[What you need to do] Please lay out as a Markdown table, with the columns Row and Entry, only the lines of the records below from the line that has "Task: spot one point per instance of the beige throw" through the line that has "(1247, 699)". Number each row and leave out blank lines.

━━━━━ Stored records

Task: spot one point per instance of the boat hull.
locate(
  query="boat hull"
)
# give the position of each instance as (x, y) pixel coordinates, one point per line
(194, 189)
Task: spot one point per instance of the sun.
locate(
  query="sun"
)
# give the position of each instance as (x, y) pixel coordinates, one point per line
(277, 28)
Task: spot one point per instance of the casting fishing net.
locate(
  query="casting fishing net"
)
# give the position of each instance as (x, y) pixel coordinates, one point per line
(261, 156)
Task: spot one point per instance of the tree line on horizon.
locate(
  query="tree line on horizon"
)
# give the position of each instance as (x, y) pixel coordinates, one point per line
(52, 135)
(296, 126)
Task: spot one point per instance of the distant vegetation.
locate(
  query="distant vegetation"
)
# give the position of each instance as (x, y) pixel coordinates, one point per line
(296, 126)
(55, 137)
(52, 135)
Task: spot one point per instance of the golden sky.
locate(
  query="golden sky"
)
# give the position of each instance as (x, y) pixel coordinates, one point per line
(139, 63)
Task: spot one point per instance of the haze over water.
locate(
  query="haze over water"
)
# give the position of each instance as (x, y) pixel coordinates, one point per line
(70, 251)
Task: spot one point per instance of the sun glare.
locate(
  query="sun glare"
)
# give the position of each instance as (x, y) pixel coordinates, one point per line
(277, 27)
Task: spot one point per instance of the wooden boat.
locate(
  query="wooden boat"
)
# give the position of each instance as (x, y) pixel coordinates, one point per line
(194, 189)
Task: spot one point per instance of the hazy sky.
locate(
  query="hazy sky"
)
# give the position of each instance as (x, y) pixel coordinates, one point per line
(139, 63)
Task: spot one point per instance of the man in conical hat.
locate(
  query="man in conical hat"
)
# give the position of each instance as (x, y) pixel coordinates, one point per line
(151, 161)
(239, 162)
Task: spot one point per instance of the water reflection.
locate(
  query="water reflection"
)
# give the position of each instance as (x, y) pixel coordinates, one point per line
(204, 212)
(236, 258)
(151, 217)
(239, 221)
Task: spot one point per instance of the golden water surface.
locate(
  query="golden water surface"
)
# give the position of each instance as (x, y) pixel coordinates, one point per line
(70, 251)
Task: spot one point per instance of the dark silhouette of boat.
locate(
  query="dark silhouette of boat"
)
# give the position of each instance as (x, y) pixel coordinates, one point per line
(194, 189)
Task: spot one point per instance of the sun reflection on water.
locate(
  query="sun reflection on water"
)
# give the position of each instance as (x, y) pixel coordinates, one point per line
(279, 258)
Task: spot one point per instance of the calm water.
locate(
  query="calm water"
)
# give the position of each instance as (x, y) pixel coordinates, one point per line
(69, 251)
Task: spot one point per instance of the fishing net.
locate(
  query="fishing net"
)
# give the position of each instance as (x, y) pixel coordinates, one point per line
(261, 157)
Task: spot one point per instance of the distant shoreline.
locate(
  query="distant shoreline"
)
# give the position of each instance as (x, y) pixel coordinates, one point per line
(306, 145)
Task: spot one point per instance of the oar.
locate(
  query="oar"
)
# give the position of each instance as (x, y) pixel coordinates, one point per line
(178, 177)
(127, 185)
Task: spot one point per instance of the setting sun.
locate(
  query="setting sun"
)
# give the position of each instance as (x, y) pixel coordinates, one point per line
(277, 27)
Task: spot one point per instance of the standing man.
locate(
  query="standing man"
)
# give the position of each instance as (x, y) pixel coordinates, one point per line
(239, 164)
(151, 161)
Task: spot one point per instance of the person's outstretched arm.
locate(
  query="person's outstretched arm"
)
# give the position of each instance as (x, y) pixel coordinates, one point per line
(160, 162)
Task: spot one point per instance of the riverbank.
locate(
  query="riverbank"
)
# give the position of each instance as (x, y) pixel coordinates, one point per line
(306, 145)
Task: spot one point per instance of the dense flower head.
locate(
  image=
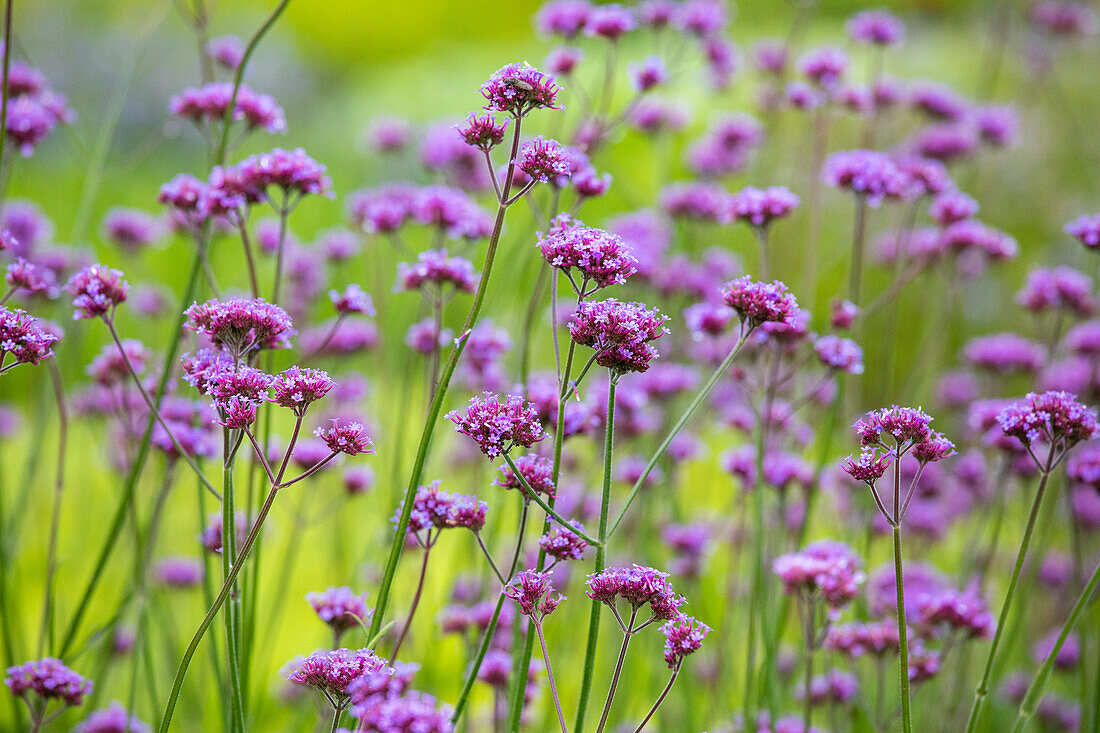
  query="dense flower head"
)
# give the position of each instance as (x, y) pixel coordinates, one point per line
(241, 326)
(905, 426)
(1052, 417)
(824, 66)
(497, 426)
(825, 568)
(209, 104)
(292, 171)
(352, 301)
(332, 671)
(536, 470)
(48, 679)
(1004, 353)
(637, 586)
(596, 254)
(535, 593)
(957, 611)
(438, 269)
(414, 712)
(345, 437)
(839, 353)
(683, 635)
(23, 338)
(340, 608)
(562, 544)
(620, 332)
(760, 303)
(1057, 288)
(869, 174)
(868, 468)
(112, 719)
(297, 387)
(482, 131)
(542, 160)
(97, 291)
(519, 88)
(1086, 229)
(876, 26)
(761, 206)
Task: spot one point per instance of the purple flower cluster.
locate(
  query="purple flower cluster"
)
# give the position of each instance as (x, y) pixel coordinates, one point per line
(620, 332)
(208, 105)
(825, 569)
(535, 593)
(638, 586)
(497, 426)
(436, 269)
(48, 679)
(340, 608)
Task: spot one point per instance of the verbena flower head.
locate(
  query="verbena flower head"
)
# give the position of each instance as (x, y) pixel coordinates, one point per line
(760, 303)
(240, 326)
(348, 437)
(435, 267)
(595, 254)
(537, 470)
(332, 671)
(23, 339)
(868, 468)
(543, 160)
(297, 387)
(620, 332)
(761, 206)
(869, 174)
(1056, 418)
(1086, 229)
(683, 635)
(825, 569)
(562, 544)
(50, 680)
(340, 608)
(497, 426)
(839, 353)
(352, 301)
(519, 88)
(112, 719)
(876, 26)
(482, 131)
(97, 291)
(638, 586)
(535, 593)
(904, 426)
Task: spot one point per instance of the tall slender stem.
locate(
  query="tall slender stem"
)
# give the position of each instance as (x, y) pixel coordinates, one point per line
(627, 633)
(553, 686)
(660, 699)
(1035, 690)
(590, 654)
(982, 690)
(437, 402)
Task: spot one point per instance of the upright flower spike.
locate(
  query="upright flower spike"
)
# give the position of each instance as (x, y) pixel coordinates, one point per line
(518, 89)
(622, 334)
(498, 426)
(97, 292)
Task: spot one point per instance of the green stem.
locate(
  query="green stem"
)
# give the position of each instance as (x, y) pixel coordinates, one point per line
(1035, 690)
(902, 635)
(437, 402)
(590, 654)
(979, 696)
(679, 426)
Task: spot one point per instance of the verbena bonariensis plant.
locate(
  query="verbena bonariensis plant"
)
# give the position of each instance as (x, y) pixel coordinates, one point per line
(648, 392)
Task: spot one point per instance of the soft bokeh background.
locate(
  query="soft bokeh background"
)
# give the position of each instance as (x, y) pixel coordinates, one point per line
(333, 65)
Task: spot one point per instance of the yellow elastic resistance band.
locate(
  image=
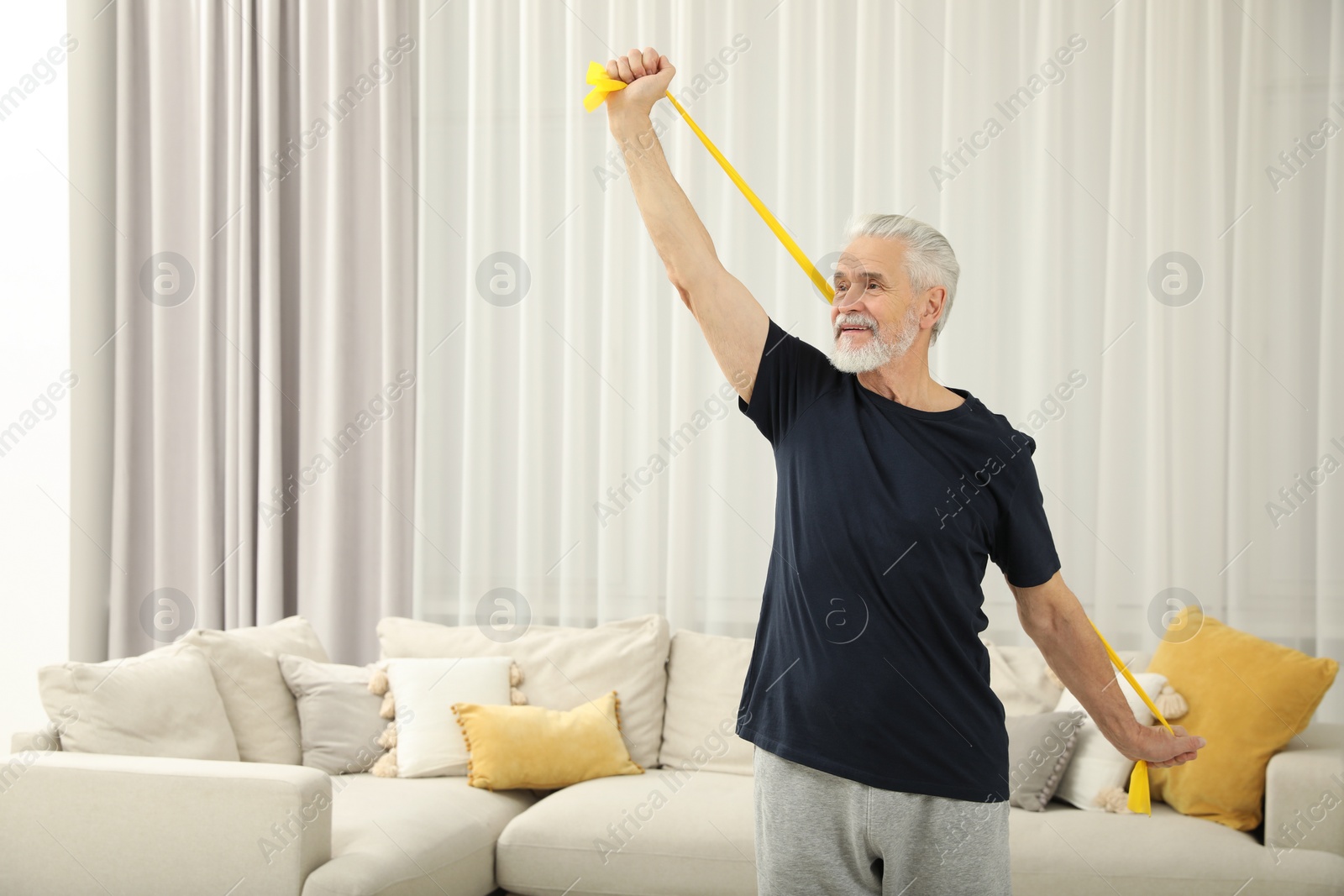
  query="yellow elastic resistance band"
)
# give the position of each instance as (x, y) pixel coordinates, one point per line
(602, 85)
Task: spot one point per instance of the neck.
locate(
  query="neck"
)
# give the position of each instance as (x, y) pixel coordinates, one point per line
(906, 380)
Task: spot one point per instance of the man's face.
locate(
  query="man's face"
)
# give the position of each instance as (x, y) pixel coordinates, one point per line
(874, 316)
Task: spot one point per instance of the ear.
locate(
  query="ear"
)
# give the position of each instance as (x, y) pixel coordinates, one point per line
(933, 298)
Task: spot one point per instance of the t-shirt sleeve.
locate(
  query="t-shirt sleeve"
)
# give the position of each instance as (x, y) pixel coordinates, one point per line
(1023, 547)
(790, 375)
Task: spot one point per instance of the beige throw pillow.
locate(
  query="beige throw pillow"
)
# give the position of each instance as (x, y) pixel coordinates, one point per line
(259, 703)
(163, 703)
(706, 674)
(564, 667)
(339, 720)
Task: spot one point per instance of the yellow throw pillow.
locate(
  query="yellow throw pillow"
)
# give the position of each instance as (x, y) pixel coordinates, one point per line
(519, 747)
(1247, 699)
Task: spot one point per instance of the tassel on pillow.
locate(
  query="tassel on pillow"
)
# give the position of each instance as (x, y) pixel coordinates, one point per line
(515, 679)
(1171, 705)
(387, 739)
(386, 765)
(1113, 799)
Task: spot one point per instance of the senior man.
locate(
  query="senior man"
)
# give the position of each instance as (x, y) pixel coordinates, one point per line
(882, 755)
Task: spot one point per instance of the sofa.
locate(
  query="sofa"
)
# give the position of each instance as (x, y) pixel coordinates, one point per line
(84, 822)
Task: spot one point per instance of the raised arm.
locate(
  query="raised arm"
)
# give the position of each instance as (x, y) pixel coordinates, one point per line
(732, 318)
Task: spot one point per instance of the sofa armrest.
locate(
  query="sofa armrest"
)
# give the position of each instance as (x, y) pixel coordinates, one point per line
(34, 741)
(1304, 788)
(97, 824)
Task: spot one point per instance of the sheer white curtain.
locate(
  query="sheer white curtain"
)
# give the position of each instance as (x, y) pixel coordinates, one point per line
(1065, 148)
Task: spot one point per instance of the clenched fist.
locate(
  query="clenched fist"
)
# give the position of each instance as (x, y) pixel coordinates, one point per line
(648, 76)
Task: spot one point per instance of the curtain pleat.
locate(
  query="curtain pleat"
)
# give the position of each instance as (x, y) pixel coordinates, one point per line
(264, 399)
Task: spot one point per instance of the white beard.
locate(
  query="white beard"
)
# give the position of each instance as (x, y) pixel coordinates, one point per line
(877, 351)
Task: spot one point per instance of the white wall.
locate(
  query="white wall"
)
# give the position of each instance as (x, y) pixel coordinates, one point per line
(34, 354)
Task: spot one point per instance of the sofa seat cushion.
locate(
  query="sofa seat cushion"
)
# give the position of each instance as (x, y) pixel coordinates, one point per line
(413, 836)
(1068, 852)
(664, 832)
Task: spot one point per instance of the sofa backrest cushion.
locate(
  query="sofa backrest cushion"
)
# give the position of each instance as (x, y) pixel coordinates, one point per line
(706, 674)
(246, 668)
(564, 667)
(1019, 676)
(163, 703)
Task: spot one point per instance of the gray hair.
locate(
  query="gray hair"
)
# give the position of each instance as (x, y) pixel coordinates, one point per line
(929, 258)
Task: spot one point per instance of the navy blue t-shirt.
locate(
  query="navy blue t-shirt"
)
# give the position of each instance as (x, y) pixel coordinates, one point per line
(867, 660)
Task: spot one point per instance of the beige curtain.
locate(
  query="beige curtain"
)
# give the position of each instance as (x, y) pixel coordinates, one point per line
(1168, 412)
(262, 345)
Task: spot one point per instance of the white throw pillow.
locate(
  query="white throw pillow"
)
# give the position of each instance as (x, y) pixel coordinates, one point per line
(1019, 679)
(705, 692)
(429, 741)
(163, 703)
(564, 667)
(1095, 763)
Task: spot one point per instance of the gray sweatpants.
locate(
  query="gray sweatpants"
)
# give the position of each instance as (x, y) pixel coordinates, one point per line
(817, 833)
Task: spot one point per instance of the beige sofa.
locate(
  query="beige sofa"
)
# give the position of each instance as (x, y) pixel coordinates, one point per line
(98, 824)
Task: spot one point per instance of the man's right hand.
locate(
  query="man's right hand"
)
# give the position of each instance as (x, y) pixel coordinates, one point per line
(648, 76)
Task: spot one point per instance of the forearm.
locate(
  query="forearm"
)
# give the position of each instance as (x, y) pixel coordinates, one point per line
(1072, 647)
(676, 230)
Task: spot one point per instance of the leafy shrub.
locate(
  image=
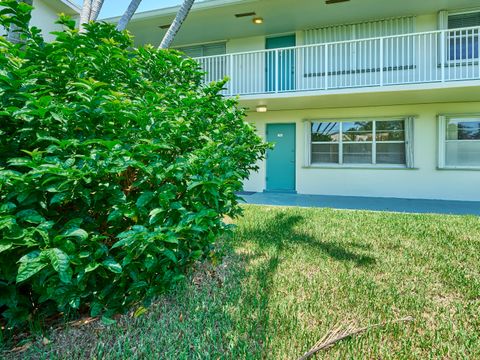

━━━━━━━━━━

[Answer for the task]
| Row | Entry |
|---|---|
| 1 | Task: spot one point per instance of the beige throw pillow. |
| 2 | locate( |
| 3 |   query="beige throw pillow" |
| 4 | ) |
| 5 | # give the position of each instance as (x, y) pixel coordinates, one point per line |
| 6 | (259, 703) |
| 7 | (163, 703) |
| 8 | (706, 674) |
| 9 | (564, 667) |
| 10 | (339, 720) |
| 11 | Task: spot one point per instance of the yellow throw pillow. |
| 12 | locate( |
| 13 |   query="yellow throw pillow" |
| 14 | ) |
| 15 | # give the position of each instance as (x, y) pixel coordinates, one point per line |
| 16 | (519, 747) |
| 17 | (1247, 699) |